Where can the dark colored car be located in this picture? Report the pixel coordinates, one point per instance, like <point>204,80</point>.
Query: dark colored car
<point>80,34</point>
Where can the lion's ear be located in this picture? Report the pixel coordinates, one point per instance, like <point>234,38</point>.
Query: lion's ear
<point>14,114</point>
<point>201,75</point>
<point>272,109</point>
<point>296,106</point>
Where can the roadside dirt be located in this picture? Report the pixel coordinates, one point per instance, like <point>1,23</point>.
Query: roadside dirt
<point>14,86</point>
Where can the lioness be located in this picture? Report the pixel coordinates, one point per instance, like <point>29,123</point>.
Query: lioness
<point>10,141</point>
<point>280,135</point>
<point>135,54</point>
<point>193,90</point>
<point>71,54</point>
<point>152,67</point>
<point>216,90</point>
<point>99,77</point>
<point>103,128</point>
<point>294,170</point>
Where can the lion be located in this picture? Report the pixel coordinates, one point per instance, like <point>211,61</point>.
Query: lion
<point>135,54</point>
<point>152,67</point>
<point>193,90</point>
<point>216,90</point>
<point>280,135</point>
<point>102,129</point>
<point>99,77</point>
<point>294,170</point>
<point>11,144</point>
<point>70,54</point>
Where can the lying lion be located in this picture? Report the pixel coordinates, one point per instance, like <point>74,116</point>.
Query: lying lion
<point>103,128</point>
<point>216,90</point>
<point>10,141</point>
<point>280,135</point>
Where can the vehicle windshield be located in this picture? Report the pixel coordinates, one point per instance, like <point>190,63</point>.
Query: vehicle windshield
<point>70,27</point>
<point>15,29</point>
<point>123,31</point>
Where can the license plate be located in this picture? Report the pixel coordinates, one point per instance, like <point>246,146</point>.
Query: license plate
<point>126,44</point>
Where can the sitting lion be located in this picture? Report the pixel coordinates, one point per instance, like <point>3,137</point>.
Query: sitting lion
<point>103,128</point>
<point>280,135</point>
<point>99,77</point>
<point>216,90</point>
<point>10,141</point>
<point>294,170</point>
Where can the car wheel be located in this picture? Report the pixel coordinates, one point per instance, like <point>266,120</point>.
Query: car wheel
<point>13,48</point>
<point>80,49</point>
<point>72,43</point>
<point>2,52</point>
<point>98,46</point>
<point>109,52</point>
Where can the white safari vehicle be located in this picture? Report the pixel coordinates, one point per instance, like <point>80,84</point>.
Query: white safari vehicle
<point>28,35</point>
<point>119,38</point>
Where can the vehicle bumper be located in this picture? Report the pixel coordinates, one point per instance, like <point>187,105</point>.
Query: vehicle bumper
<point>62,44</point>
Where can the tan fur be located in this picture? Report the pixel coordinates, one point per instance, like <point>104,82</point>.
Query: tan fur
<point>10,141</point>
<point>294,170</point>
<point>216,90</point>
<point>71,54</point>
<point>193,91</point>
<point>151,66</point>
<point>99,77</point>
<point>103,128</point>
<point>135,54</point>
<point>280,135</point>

■ **What to work on**
Copy the material above word for word, from its first line through the line that contains "<point>123,31</point>", with both of those lines included.

■ **Answer**
Where can the dark colored car be located in this picture? Report the pixel coordinates, one point per instance, like <point>204,80</point>.
Query: dark colored car
<point>80,34</point>
Where can the lion's ear be located in this picture? Report the pixel coordinates, one point per instance, like <point>234,38</point>.
Query: lion's ear
<point>14,114</point>
<point>201,75</point>
<point>272,109</point>
<point>296,106</point>
Where can the roadside dirt be located in this picture? Report the pixel coordinates, one point per instance, like <point>1,23</point>.
Query: roadside dirt
<point>14,86</point>
Where can the lioness be located in this picture? Report the pixel coordinates, one point per instance, like <point>29,123</point>.
Query: lioness
<point>10,141</point>
<point>280,135</point>
<point>135,54</point>
<point>193,90</point>
<point>71,54</point>
<point>152,67</point>
<point>216,90</point>
<point>99,77</point>
<point>103,128</point>
<point>294,170</point>
Where can the lion be located in this picture? Report the pixel coordinates, one point per instance, like <point>211,61</point>.
Query: lion
<point>135,54</point>
<point>152,67</point>
<point>193,90</point>
<point>216,90</point>
<point>280,135</point>
<point>102,129</point>
<point>99,77</point>
<point>294,170</point>
<point>11,144</point>
<point>70,54</point>
Where can the lying lion be located in this picture? Report the pixel coordinates, one point per instance, like <point>74,116</point>.
Query: lying lion
<point>103,128</point>
<point>216,90</point>
<point>10,141</point>
<point>280,135</point>
Where can the vehicle windshield be located in this picture? Report the pixel coordinates, one point per instance, like <point>190,63</point>.
Query: vehicle windshield
<point>70,27</point>
<point>15,29</point>
<point>123,31</point>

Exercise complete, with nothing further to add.